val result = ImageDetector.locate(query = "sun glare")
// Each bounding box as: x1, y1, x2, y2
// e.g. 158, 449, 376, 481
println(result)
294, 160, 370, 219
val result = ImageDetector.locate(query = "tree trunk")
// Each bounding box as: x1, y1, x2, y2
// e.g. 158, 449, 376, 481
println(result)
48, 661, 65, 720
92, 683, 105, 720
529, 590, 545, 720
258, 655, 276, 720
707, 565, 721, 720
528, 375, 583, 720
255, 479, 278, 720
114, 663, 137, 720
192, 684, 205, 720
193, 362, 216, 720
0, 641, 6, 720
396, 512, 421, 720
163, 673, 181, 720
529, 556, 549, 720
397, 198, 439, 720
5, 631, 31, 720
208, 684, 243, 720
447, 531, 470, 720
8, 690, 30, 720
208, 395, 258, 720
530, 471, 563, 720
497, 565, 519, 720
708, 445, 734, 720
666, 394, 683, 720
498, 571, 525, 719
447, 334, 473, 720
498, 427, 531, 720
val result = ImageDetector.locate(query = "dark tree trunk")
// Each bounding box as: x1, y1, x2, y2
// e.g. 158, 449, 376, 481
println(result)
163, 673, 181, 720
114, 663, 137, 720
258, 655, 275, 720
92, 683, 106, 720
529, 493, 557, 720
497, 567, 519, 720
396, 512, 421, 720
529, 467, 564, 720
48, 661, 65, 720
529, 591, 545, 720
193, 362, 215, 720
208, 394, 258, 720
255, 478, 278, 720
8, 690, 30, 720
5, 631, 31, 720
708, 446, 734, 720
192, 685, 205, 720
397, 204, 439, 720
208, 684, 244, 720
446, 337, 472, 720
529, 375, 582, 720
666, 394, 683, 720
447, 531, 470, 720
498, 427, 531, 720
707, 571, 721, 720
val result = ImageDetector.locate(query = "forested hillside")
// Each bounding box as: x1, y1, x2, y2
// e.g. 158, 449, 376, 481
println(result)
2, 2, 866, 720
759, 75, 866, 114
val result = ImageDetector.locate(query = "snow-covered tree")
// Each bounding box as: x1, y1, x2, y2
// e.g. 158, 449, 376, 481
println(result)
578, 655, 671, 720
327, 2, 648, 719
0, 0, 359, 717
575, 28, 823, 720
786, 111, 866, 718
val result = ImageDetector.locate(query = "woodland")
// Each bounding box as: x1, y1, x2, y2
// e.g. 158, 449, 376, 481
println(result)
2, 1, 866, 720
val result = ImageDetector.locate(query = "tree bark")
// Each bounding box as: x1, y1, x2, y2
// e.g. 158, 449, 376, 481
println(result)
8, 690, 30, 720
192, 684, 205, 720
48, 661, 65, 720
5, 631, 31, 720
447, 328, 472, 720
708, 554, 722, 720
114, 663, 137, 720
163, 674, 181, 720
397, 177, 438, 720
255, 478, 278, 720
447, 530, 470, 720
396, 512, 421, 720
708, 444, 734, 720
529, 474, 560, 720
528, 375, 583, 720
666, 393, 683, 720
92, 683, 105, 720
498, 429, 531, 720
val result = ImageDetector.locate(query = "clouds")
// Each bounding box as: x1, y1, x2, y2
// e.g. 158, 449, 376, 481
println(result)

——————————

[Work instruction]
Each entry above is to be repeated exactly as it appears.

[Reply to the exercise]
val result = ImageDetector.locate(query = "sun glare")
// Each bounding box as: x1, y1, x2, y2
// e.g. 158, 449, 376, 481
println(result)
294, 160, 370, 219
val result = ImageDetector.locate(query = "tree trunk")
// Each bounding box as: x1, y1, x2, y2
// e.g. 158, 449, 376, 481
println(result)
48, 661, 65, 720
92, 683, 105, 720
529, 590, 545, 720
258, 655, 276, 720
707, 565, 721, 720
528, 375, 583, 720
255, 479, 278, 720
114, 663, 137, 720
192, 684, 205, 720
193, 362, 216, 720
0, 641, 6, 720
396, 512, 421, 720
163, 673, 181, 720
529, 556, 549, 720
397, 198, 439, 720
5, 631, 31, 720
208, 684, 243, 720
447, 531, 470, 720
8, 690, 30, 720
208, 395, 258, 720
530, 471, 563, 720
497, 565, 519, 720
708, 445, 734, 720
666, 394, 683, 720
498, 571, 525, 719
447, 334, 473, 720
498, 427, 531, 720
val result = ImageDetector.locate(query = "dark tree trunk")
// Each bounding box as: x1, y1, x2, y2
// e.g. 158, 449, 376, 481
println(result)
163, 673, 181, 720
114, 663, 137, 720
258, 655, 275, 720
92, 683, 106, 720
529, 493, 557, 720
497, 567, 519, 720
396, 512, 421, 720
529, 467, 564, 720
48, 661, 65, 720
529, 591, 545, 720
193, 362, 215, 720
208, 394, 258, 720
255, 478, 278, 720
8, 690, 30, 720
5, 631, 31, 720
708, 446, 734, 720
192, 685, 205, 720
397, 204, 439, 720
208, 684, 244, 720
446, 337, 472, 720
529, 375, 582, 720
666, 394, 683, 720
447, 531, 470, 720
498, 427, 531, 720
707, 571, 721, 720
val result = ImageDetector.locate(query = "forested hillside")
// Each bounding box as: x1, y1, x2, y2
// e.g. 158, 449, 376, 481
println(result)
2, 2, 866, 720
759, 75, 866, 114
val result = ImageDetector.locate(query = "snow-covered tree")
// Each bounding box as: x1, y1, x2, y2
// e.g. 158, 449, 376, 481
println(result)
578, 655, 671, 720
327, 2, 648, 719
0, 0, 359, 717
575, 28, 823, 720
786, 111, 866, 718
val result = ImageDetector.locate(query = "woodland")
// Each bounding box as: x1, y1, x2, y2
// e.g. 158, 449, 376, 481
println(result)
2, 1, 866, 720
val result = ImageDetector.locate(query = "tree bark")
// Each bounding box as: x1, y1, x2, y2
// e.g. 158, 449, 376, 481
println(result)
8, 690, 30, 720
192, 684, 205, 720
48, 661, 65, 720
5, 631, 31, 720
447, 328, 472, 720
708, 554, 722, 720
114, 663, 137, 720
163, 674, 181, 720
397, 177, 438, 720
255, 478, 278, 720
447, 530, 470, 720
396, 512, 421, 720
708, 444, 734, 720
529, 474, 560, 720
528, 375, 583, 720
666, 393, 683, 720
92, 683, 105, 720
498, 429, 531, 720
val result = ImageDetector.locate(query = "clouds")
// Each bounding box as: x1, y1, x2, y2
// e.g. 158, 449, 376, 481
println(result)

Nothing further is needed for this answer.